━━ STORED DATA

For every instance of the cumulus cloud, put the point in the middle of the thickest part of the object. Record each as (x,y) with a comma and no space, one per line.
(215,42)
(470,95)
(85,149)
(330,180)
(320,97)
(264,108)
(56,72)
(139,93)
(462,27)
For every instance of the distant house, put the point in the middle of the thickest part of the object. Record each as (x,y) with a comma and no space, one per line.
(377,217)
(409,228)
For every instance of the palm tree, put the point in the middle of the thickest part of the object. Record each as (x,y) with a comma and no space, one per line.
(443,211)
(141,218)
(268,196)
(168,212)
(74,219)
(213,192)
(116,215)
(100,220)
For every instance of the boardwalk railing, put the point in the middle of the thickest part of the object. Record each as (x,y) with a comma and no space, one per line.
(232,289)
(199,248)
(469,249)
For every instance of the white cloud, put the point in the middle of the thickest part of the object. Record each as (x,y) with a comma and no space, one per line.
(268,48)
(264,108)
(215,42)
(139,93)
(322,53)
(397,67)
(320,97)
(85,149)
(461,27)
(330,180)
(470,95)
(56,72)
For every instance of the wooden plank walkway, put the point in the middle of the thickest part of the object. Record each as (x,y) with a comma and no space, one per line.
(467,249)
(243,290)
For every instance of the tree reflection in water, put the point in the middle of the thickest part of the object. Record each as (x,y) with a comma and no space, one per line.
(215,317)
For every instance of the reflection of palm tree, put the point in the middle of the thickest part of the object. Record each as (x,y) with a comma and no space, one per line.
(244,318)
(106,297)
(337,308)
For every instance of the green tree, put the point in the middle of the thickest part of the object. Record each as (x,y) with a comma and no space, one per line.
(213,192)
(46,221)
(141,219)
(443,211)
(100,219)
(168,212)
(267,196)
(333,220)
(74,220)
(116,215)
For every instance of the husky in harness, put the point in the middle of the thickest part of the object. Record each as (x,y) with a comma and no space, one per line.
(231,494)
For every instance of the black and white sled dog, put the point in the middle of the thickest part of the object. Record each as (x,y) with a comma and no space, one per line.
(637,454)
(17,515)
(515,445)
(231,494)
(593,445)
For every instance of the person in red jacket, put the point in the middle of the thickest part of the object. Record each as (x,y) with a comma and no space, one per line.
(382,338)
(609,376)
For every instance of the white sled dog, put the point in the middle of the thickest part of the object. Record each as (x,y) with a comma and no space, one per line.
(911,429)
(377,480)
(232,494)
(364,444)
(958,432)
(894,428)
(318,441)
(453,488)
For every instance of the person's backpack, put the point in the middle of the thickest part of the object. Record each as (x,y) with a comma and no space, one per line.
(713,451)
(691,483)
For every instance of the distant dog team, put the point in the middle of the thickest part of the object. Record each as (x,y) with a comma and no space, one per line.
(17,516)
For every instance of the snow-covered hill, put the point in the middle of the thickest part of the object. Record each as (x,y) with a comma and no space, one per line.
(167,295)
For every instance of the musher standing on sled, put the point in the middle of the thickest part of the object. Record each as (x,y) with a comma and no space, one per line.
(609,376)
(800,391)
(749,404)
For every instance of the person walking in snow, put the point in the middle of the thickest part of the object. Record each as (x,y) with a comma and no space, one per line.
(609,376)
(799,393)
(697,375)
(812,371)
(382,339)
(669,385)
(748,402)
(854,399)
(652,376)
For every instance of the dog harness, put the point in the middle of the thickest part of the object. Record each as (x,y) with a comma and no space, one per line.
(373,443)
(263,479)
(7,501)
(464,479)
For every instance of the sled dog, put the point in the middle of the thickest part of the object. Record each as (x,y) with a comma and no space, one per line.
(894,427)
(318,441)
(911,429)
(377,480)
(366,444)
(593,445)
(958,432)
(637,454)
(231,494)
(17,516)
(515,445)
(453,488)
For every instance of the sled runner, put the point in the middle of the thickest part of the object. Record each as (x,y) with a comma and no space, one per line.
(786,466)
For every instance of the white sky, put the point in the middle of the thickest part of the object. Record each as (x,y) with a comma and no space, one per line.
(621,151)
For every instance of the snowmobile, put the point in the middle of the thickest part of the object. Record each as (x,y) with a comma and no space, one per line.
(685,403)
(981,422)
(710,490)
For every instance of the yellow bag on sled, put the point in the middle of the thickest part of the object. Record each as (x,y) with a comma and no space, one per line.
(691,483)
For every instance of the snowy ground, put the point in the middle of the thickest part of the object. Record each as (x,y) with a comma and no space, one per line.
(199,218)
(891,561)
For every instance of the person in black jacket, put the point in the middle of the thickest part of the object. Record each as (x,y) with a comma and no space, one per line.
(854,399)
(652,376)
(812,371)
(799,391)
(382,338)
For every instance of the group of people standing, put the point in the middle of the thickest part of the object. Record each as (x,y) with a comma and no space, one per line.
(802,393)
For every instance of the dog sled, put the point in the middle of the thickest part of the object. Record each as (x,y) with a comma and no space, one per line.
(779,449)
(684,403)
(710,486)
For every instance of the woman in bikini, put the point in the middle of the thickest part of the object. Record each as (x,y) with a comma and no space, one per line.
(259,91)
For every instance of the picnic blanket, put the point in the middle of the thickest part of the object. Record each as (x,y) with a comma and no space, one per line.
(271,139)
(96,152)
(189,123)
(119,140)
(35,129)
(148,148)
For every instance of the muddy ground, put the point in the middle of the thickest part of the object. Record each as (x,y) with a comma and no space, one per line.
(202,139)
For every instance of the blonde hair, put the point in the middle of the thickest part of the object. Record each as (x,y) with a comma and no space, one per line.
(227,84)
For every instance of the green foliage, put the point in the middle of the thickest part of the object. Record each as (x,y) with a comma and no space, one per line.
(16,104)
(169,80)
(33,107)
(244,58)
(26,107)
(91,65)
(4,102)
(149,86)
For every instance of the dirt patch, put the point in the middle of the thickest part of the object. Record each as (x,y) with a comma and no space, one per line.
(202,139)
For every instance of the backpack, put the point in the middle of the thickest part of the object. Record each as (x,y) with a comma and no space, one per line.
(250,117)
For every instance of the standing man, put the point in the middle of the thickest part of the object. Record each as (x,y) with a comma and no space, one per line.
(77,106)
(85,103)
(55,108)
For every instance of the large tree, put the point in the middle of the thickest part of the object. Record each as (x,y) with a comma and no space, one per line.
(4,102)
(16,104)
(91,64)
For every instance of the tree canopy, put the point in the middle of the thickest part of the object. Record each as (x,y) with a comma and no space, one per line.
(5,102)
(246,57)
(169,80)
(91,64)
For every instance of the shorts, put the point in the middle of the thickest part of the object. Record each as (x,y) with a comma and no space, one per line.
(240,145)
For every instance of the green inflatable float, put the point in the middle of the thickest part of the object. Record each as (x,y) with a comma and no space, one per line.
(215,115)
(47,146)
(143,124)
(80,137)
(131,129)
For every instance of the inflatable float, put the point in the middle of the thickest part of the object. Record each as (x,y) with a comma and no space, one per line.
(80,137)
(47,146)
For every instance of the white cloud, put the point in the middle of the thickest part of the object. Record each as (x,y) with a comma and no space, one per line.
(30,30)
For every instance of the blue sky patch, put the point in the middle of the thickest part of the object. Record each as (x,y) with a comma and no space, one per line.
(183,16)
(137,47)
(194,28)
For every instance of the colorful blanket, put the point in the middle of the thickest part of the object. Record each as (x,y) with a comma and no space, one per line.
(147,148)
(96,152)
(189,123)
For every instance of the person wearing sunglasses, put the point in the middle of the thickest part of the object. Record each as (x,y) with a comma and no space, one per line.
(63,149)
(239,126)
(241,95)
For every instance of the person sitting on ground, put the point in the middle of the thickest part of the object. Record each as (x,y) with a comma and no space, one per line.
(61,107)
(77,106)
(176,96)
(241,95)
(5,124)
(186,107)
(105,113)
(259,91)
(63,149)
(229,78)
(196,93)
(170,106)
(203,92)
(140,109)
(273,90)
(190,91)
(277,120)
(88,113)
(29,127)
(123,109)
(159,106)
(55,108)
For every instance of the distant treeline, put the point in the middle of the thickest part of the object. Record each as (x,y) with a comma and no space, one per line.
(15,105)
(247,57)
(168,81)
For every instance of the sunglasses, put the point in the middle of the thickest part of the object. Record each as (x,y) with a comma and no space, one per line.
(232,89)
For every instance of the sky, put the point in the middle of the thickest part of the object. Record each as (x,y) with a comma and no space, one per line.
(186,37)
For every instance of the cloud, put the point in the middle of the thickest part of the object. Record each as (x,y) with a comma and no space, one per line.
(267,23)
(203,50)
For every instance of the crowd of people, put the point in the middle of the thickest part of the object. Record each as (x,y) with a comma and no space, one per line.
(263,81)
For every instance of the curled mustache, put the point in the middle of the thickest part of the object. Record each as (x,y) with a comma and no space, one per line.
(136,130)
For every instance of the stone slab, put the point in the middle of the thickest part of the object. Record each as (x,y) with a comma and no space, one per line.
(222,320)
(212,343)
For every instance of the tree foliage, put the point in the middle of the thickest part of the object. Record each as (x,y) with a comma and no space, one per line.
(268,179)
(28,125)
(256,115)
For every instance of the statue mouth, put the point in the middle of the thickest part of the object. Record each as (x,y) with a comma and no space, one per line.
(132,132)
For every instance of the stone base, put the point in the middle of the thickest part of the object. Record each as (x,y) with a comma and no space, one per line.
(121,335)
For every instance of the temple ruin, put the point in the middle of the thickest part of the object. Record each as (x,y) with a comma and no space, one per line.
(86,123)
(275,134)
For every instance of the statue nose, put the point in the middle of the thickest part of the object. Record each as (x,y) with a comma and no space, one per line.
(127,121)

━━━━

▸ **YOUR INSTRUCTIONS**
Where the line containing "For every instance of the stone base, put" appears in the records above, begin there and print every line through the last, exactly and with nothing else.

▸ **RESULT**
For every instance of the stone base, put the point in the middle of the thickest part of the object. Record each as (x,y) with a comma and no space, one per line.
(121,335)
For every instance of the temple ruin, put the point in the middle of the thickest part of the object. Record each as (x,y) with a comma and no space, one per line.
(86,123)
(275,134)
For every instance of the statue nose, put the point in the middle of the thickest part of the object. Record each as (x,y) with a comma and no space, one per line.
(127,121)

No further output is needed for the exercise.